▶ _Prompt_: Write out the Japan election article again, everything from "TOKYO — A dozen" down to "over the summer.", with "disgraced" replaced by "discredited".

▶ _Quoted text_:
Saturday, 16 Nov 2024

As Japan Heads to the Polls, Shinzo Abe Could Clinch His Place in History

TOKYO — A dozen years ago, Shinzo Abe was a disgraced politician who was forced to resign after just one year as Japan’s prime minister, following a humiliating defeat of his party in a parliamentary election over the summer.

On Sunday, voters head to the polls in a different parliamentary election, but this time Mr. Abe, 64, is likely to seal his place in history as the longest-serving prime minister in Japan.

If, as widely expected, the governing Liberal Democratic Party wins a majority in the national elections for the upper house of Parliament, Mr. Abe, who returned to power in 2012, will be just four months shy of setting Japan’s leadership record.

On Saturday night at his party’s final campaign rally in Tokyo, supporters waved Japanese flags as Mr. Abe promised to secure the country’s finances and touted his personal relationship with President Trump. “We will firmly protect Japan,” he said.

With polls showing the Liberal Democrats far ahead of the main opposition party, the Constitutional Democrats, analysts said the biggest question was whether Mr. Abe’s party, along with its coalition partners, could win a two-thirds supermajority of seats in Parliament that could allow Mr. Abe to realize his long-held ambition of revising Japan’s pacifist Constitution.

Mr. Abe is leading in the polls despite struggling to accomplish his other professed goals, including turbocharging the economy, raising the country’s sluggish birthrate or dramatically increasing the proportion of women in management and politics. In many ways, Mr. Abe’s success stems from the lack of a strong opposition rather than a public mandate for his party’s vision.

“The opposition is no good,” said Makoto Mugikura, 68, a voter who had wandered into the rally not as an ardent supporter but because he happened to be drinking in the neighborhood. “There is nothing but the Liberal Democrats.”

With five major opposition parties, many voters have a hard time keeping them straight. New parties crop up in each election as old parties split and reconstitute.

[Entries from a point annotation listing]

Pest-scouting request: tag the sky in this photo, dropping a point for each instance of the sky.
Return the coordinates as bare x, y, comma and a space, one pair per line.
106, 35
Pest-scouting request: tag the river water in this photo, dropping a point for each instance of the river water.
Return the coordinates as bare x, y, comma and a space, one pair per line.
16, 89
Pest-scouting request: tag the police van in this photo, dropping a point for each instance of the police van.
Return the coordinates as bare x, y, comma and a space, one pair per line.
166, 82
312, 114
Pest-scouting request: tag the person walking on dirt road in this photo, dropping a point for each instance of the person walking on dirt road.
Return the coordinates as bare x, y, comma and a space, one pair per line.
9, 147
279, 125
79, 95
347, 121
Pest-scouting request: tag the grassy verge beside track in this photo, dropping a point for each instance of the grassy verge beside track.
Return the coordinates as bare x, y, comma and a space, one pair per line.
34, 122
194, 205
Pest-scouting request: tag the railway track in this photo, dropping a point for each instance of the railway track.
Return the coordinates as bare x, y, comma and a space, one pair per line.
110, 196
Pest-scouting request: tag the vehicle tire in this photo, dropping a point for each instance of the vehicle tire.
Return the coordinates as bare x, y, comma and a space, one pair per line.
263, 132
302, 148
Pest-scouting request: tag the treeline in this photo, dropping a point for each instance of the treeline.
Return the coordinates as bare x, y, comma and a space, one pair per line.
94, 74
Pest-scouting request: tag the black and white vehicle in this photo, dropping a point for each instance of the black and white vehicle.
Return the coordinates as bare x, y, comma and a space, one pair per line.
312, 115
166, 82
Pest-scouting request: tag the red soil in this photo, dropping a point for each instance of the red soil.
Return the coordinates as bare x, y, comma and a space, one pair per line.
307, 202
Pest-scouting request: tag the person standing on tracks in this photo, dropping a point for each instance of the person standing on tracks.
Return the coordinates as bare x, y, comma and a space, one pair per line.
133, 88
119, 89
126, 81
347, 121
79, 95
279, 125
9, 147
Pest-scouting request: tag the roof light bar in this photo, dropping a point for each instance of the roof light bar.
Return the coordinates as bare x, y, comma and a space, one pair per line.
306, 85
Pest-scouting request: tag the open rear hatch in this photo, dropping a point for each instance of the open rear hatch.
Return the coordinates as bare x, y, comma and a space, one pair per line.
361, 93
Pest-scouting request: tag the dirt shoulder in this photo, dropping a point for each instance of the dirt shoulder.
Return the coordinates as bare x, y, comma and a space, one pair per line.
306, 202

▶ _Answer to this task_:
TOKYO — A dozen years ago, Shinzo Abe was a discredited politician who was forced to resign after just one year as Japan’s prime minister, following a humiliating defeat of his party in a parliamentary election over the summer.